_EXTRACT TO READ_
++++++++++
Nausea is not usually serious, although it’s unpleasant and can impact on your daily life. The best way to treat nausea usually depends on the underlying cause, with treatments ranging from diet and lifestyle changes, to medication, and surgery.
Many people feel nausea at times of extreme stress or fear, or when they smell, see, or taste strong and/or unpleasant smells or foods. Some common medications and therapies can cause nausea, including aspirin, NSAIDs like ibuprofen, oral contraceptives, some narcotics and antibiotics, along with chemotherapy.
Nausea can also affect people with anxiety and depression disorders, and accompany any experience of intense pain. Moreover, people with migraines or other types of pain can experience nausea as well.
Many people feel nausea as part of motion sickness. 50-90% of women experience nausea during the first trimester of pregnancy, and for some, it persists up until giving birth.
Nausea is the earliest symptom of many stomach-related infections, such as food poisoning, gastritis, a stomach ulcer, gastric flu, or eating something that you’re allergic to.
++++++++++
_EXTRACTED INFORMATION_
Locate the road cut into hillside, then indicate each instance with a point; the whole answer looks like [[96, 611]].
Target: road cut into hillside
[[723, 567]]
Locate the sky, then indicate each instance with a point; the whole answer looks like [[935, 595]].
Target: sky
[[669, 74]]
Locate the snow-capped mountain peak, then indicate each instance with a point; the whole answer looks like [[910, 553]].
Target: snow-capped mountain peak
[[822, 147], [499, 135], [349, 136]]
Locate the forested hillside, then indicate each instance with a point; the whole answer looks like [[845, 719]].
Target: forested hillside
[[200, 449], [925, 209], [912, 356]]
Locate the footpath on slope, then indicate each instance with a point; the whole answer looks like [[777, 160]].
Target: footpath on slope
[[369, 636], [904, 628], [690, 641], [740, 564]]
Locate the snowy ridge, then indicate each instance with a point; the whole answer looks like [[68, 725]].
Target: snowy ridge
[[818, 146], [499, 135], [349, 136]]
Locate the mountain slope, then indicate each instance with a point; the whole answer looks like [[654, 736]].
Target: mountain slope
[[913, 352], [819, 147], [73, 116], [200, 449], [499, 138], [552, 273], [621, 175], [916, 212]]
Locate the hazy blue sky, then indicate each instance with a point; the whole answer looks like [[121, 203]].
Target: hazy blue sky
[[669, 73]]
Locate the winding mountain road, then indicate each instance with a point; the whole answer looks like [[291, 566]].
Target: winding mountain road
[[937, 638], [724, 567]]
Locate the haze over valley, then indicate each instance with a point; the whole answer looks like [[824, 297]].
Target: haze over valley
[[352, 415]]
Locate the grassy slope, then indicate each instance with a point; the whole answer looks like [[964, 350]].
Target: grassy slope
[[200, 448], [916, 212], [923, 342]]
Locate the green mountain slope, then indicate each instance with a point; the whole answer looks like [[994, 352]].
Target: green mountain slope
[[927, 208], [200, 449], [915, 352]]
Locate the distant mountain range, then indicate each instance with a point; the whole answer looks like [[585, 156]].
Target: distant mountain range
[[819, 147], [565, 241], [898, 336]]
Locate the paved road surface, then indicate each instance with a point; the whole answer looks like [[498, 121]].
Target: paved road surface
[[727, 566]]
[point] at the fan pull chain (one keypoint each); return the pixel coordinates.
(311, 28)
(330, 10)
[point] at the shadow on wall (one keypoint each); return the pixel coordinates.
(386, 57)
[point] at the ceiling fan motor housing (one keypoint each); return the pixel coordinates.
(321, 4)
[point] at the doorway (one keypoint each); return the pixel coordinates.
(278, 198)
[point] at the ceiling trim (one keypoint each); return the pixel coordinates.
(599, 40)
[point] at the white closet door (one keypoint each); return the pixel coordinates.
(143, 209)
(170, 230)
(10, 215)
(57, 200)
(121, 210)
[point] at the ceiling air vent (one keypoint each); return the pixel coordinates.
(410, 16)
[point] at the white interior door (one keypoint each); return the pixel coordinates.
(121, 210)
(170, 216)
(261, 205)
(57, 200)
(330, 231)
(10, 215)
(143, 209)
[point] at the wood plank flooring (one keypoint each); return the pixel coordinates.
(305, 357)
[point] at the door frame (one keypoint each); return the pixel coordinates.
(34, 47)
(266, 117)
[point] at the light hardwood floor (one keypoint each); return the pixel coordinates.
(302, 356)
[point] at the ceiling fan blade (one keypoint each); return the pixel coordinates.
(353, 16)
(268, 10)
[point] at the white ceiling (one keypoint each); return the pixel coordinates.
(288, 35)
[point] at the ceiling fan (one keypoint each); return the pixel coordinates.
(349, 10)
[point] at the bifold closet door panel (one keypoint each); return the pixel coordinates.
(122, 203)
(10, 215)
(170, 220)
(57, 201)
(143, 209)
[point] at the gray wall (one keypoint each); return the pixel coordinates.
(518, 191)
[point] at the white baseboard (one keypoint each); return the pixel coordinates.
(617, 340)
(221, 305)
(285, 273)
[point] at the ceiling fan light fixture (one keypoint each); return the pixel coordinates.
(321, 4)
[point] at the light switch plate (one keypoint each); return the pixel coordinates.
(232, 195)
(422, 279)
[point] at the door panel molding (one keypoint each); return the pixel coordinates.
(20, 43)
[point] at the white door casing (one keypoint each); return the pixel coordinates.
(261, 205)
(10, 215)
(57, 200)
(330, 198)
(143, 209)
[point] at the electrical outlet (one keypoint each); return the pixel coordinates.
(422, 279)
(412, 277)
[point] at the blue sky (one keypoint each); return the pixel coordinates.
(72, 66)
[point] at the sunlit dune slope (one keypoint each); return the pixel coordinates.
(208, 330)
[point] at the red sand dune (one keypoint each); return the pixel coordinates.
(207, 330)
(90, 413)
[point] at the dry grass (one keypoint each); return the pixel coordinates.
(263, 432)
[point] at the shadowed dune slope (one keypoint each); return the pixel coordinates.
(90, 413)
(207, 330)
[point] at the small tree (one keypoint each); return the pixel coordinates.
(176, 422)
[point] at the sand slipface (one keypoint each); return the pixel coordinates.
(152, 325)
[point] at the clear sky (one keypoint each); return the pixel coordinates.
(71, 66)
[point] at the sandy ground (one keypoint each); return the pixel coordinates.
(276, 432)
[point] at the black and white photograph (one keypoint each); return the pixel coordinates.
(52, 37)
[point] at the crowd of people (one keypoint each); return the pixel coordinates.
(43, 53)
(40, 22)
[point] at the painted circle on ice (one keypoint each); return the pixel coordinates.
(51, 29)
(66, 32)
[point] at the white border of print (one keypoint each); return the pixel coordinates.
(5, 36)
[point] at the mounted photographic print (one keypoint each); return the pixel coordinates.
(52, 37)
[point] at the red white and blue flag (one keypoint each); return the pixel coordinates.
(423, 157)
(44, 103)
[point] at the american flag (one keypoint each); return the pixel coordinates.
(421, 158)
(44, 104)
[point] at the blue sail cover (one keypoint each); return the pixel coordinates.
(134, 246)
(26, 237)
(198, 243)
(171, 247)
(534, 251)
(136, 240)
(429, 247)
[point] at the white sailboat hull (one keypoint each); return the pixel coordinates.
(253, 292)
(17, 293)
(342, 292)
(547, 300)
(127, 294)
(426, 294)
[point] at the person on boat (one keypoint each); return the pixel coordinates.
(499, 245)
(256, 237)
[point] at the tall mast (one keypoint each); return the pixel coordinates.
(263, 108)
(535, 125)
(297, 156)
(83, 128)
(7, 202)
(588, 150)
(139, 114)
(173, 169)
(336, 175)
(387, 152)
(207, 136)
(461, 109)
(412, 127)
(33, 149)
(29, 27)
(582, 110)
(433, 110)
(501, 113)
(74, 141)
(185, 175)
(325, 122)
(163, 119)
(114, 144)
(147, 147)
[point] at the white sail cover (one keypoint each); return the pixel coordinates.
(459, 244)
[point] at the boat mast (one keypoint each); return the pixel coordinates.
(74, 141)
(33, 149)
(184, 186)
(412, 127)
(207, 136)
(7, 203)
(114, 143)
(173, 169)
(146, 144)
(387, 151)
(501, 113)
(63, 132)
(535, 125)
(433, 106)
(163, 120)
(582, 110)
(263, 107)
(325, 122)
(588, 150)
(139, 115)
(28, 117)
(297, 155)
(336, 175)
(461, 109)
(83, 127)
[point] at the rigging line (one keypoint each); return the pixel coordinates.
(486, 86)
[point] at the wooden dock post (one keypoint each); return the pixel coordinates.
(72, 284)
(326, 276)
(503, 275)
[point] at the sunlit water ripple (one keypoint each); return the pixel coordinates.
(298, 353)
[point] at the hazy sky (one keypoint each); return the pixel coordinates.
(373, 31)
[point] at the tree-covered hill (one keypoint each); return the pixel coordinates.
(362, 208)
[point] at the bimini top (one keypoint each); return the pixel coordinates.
++++++++++
_WORK REQUEST A_
Write out the part of the passage about nausea between "Nausea is not" and "medication, and surgery.", inclusive, replacing "medication" with "medicine".
_WORK REQUEST B_
According to the passage about nausea, why is there no single best way to treat it?
The lines placed after the passage about nausea are separate material.

_RESPONSE AREA A_
Nausea is not usually serious, although it’s unpleasant and can impact on your daily life. The best way to treat nausea usually depends on the underlying cause, with treatments ranging from diet and lifestyle changes, to medicine, and surgery.

_RESPONSE AREA B_
The best way to treat nausea usually depends on its underlying cause. Treatments therefore range from diet and lifestyle changes to medication and surgery.